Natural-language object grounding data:
>>>>

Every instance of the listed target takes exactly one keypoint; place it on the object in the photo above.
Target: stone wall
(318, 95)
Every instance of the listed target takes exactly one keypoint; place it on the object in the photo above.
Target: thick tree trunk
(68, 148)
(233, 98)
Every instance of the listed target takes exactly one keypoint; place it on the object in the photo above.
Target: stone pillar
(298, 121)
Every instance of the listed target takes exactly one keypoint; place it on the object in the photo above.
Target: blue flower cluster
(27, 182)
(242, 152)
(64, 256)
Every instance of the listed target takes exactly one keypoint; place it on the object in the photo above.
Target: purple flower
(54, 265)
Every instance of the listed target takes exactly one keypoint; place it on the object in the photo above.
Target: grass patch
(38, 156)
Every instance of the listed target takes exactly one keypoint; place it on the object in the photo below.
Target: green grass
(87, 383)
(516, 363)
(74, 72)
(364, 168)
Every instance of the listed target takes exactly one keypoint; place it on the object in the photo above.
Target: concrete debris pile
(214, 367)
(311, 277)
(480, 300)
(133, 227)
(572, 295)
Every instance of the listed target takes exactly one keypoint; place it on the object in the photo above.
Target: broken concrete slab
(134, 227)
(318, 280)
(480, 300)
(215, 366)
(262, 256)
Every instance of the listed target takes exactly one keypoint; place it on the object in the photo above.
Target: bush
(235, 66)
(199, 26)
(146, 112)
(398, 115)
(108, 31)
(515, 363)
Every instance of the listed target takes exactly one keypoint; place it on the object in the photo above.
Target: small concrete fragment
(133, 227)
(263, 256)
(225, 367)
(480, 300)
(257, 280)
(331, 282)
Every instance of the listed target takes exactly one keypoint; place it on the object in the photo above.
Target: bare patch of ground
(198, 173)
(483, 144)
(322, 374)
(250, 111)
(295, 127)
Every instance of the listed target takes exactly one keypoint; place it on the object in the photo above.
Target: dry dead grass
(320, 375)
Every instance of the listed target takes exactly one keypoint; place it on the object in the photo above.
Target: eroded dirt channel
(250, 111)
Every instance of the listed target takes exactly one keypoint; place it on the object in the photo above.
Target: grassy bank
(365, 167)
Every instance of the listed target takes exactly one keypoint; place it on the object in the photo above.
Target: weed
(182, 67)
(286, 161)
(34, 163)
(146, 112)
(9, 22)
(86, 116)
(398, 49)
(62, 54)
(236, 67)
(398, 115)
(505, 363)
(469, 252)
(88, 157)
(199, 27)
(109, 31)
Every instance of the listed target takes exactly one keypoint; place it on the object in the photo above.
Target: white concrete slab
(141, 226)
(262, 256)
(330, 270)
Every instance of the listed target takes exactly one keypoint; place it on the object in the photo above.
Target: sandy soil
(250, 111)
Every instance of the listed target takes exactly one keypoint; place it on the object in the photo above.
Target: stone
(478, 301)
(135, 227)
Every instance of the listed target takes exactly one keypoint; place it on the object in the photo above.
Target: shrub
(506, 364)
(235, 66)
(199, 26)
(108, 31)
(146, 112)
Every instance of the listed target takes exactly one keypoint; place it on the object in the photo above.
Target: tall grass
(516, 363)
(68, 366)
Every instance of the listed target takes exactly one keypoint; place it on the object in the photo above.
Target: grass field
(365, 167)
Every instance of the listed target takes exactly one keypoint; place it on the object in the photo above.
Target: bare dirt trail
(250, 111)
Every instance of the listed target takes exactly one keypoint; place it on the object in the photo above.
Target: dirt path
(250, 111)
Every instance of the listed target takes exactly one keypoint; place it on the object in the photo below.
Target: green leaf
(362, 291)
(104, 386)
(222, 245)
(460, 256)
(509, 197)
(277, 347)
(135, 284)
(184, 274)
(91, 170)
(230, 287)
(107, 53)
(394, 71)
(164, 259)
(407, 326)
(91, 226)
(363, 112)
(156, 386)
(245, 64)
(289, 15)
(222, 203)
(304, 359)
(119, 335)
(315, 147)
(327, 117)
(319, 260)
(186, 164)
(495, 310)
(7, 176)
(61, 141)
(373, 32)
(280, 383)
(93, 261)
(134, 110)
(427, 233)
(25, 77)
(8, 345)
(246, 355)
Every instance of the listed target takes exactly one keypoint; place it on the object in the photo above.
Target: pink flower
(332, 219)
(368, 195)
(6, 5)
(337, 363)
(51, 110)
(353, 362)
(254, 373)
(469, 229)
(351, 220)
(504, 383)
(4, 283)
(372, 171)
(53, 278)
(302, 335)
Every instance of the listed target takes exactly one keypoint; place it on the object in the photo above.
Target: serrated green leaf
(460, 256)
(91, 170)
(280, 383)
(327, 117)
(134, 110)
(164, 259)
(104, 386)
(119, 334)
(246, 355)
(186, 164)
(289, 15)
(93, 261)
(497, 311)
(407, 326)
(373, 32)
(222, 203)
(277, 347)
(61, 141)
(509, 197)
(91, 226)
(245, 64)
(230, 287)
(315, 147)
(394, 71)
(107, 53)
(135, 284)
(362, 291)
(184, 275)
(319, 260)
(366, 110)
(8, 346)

<<<<

#### Exercise directions:
Would you please write out the entries again exactly?

#### Solution for this exercise:
Every instance of the listed target takes exactly one keypoint; place it on the object in the photo above.
Target: stone wall
(318, 95)
Every instance of the listed target takes exactly one keypoint; place it on the object in the photo above.
Target: thick tree trunk
(68, 148)
(233, 98)
Every instance of the listed target takes exactly one keypoint; place it on the object in the photo above.
Target: stone pillar
(298, 121)
Every instance of the listed target takes exactly one keypoint; place it on the object in the photo above.
Target: blue flower cluster
(27, 182)
(242, 152)
(64, 256)
Every instance of the listed target takes exactly one keypoint; place it on the object in the photo above.
Target: purple flower
(54, 265)
Every instance of the listed target takes exactly one keypoint; place it on the object in the photo above.
Target: grass patch
(38, 156)
Every instance of the listed target takes exactly one keypoint; place it on the object in the photo below.
Target: green grass
(87, 383)
(516, 363)
(74, 72)
(364, 168)
Every instance of the listed target takes exactly one keypoint; place it on the object in the photo above.
Target: concrete debris pile
(214, 367)
(311, 277)
(480, 300)
(133, 227)
(572, 295)
Every instance of the listed target takes exactly one keypoint; place it on the object in the photo above.
Target: broken concrete slab
(134, 227)
(318, 280)
(480, 300)
(215, 366)
(262, 256)
Every instance of the listed target takes exactly one keypoint; place it on the object in the photo above.
Target: bush
(235, 66)
(199, 26)
(146, 112)
(398, 115)
(108, 31)
(515, 363)
Every instance of the listed target takes exactly one keypoint; place it on the object in the photo above.
Target: small concrete fragment
(133, 227)
(263, 256)
(225, 367)
(480, 300)
(257, 280)
(331, 282)
Every instance of the listed target takes exactly one keypoint; place it on the object in the photo above.
Target: bare patch of ground
(198, 173)
(483, 144)
(322, 374)
(250, 111)
(295, 127)
Every instance of the listed target takes exactly one keypoint; place it on the object in the photo above.
Target: dry dead grass
(320, 375)
Every instance of the listed target takes exactly one keypoint; place it on the object in the photo above.
Target: eroded dirt channel
(250, 111)
Every instance of the listed target takes exactly one keypoint; place it on the object in the photo above.
Target: grassy bank
(365, 167)
Every instance of the listed target takes exactly one keypoint; place it on the object in the photo above.
Target: weed
(182, 67)
(286, 161)
(34, 163)
(146, 112)
(9, 22)
(86, 116)
(398, 49)
(62, 54)
(236, 67)
(398, 115)
(505, 363)
(469, 252)
(88, 157)
(199, 27)
(109, 31)
Every instance of the listed target takes exactly one keypoint; place it on the object in the photo above.
Target: white concrete slab
(141, 226)
(262, 256)
(330, 270)
Every instance of the listed target takes exactly one keypoint; place it on the object in the photo above.
Target: sandy soil
(250, 111)
Every instance of the listed target takes exactly one keypoint; place it on the object in the photo above.
Target: stone
(478, 301)
(135, 227)
Every instance of the listed target takes exactly one keypoint; place it on the object in the photo above.
Target: shrub
(506, 364)
(235, 66)
(199, 26)
(108, 31)
(146, 112)
Every instance of the listed target takes exactly one keypoint; place it on the object in the photo above.
Target: tall grass
(516, 363)
(68, 366)
Every instance of the listed target takes exactly one keypoint; place it on the object in the photo above.
Target: grass field
(365, 167)
Every instance of the listed target takes exactly one keypoint; place it on the object in the photo above.
Target: bare dirt trail
(250, 111)
Every instance of the listed target takes exactly one keypoint; place it on the object in the photo above.
Target: dirt path
(250, 111)
Every instance of the listed target takes exactly one keypoint; place it on the object in the photo below.
Target: green leaf
(362, 291)
(104, 386)
(222, 245)
(460, 256)
(509, 197)
(277, 347)
(135, 284)
(184, 274)
(91, 170)
(230, 287)
(107, 53)
(394, 71)
(164, 259)
(407, 326)
(91, 226)
(363, 112)
(156, 386)
(245, 64)
(289, 15)
(222, 203)
(304, 359)
(119, 335)
(315, 147)
(327, 117)
(319, 260)
(186, 164)
(495, 310)
(7, 176)
(61, 141)
(373, 32)
(280, 383)
(93, 261)
(134, 110)
(427, 233)
(25, 77)
(8, 345)
(246, 355)
Every instance of the listed target takes exactly one keypoint; place it on the object in the photo above.
Target: pink flower
(332, 219)
(368, 195)
(6, 5)
(337, 363)
(51, 110)
(353, 362)
(254, 373)
(469, 229)
(351, 220)
(504, 383)
(4, 283)
(372, 171)
(53, 278)
(302, 335)
Every instance of the listed target takes exactly one keypoint; place it on the object in the photo above.
Target: serrated green leaf
(460, 256)
(91, 170)
(280, 383)
(327, 117)
(134, 110)
(164, 259)
(104, 386)
(119, 334)
(246, 355)
(186, 164)
(289, 15)
(93, 261)
(497, 311)
(407, 326)
(373, 32)
(222, 203)
(277, 347)
(61, 141)
(509, 197)
(91, 226)
(245, 64)
(230, 287)
(315, 147)
(394, 71)
(107, 53)
(135, 284)
(362, 291)
(184, 275)
(319, 260)
(366, 110)
(8, 346)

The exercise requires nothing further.